## Task description
Pull out every line of the entries below that contains the word "white", treating uppercase and lowercase as different.

:: Data excerpts ::

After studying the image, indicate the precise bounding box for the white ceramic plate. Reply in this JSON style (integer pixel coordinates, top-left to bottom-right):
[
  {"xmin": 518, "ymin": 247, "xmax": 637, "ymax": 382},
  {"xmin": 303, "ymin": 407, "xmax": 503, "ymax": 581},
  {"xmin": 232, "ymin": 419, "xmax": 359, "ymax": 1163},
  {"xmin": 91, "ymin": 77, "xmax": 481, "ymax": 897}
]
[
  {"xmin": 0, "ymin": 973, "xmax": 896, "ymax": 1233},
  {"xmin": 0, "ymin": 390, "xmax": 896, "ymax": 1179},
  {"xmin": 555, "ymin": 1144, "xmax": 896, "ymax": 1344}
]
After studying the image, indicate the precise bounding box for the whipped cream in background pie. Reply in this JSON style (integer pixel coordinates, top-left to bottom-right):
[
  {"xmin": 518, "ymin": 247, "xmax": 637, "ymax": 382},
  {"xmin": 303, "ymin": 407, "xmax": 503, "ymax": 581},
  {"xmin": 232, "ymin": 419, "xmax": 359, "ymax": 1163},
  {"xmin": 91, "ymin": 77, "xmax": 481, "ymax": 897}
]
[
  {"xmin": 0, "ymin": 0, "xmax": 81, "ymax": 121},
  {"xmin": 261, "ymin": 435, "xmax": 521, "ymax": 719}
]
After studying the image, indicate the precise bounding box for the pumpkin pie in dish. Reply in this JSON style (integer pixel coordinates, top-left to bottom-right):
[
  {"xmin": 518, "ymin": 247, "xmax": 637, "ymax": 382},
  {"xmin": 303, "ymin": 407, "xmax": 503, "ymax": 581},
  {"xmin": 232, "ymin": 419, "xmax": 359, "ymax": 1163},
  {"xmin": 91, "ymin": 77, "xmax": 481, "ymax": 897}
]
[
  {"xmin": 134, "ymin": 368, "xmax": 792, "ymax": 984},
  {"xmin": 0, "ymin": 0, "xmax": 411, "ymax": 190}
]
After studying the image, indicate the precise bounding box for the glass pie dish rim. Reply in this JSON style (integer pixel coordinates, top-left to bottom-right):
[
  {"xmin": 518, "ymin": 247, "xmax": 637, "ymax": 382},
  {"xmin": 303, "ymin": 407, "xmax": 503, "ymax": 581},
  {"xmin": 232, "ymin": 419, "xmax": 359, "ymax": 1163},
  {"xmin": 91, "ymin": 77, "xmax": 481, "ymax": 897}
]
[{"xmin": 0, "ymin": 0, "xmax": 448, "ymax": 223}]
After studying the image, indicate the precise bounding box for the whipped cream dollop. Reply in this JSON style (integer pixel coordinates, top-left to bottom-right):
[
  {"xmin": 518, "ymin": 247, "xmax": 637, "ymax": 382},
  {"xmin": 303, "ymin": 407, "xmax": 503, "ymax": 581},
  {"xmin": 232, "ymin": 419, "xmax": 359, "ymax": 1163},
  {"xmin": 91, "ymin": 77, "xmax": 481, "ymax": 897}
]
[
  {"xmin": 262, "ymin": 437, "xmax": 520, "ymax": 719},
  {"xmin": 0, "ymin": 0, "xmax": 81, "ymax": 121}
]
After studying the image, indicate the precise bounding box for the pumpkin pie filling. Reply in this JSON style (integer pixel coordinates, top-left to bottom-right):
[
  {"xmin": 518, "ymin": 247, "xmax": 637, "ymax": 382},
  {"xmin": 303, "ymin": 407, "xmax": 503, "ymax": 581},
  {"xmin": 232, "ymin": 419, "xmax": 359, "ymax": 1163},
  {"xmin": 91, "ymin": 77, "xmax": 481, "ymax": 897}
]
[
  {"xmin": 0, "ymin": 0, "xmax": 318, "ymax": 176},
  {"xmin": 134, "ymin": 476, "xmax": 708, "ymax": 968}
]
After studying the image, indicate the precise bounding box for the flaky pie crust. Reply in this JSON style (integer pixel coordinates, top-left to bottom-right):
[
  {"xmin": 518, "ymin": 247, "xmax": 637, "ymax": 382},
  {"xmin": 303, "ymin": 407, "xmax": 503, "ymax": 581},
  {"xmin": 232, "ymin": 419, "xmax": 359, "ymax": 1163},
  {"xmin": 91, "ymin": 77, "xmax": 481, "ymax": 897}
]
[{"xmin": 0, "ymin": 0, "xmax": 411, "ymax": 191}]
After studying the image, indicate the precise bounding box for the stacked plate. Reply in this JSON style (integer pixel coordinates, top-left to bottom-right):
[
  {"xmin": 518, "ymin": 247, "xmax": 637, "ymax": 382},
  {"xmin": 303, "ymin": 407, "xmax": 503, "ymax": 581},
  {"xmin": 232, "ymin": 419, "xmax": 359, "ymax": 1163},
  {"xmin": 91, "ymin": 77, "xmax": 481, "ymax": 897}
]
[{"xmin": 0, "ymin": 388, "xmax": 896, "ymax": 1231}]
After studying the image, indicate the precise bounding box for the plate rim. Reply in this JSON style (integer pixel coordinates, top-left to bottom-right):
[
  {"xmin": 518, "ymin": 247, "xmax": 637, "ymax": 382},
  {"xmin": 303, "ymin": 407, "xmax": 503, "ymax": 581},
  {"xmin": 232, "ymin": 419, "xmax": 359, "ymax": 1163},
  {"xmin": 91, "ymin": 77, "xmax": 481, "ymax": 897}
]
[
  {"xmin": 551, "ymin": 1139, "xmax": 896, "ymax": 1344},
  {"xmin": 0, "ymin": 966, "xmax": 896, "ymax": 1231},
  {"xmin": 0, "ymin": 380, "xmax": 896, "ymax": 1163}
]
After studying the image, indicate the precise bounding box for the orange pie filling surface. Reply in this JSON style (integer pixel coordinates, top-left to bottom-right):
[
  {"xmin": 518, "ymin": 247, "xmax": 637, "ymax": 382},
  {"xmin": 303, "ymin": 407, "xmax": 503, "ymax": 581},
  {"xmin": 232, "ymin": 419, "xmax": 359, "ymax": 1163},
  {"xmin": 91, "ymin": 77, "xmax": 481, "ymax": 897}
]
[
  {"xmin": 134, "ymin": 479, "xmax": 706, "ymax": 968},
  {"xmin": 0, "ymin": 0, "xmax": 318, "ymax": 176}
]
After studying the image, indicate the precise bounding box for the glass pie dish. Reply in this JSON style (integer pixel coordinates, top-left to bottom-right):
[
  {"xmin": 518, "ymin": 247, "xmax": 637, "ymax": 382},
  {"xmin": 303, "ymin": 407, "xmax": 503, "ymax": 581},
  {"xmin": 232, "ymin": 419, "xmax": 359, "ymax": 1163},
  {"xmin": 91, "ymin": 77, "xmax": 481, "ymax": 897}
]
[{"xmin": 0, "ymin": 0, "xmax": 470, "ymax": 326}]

:::

## Solution
After studying the image, indicate the precise bounding box for the white ceramic plate. Reply in this JSON style (integer pixel coordinates, top-left to bottom-right):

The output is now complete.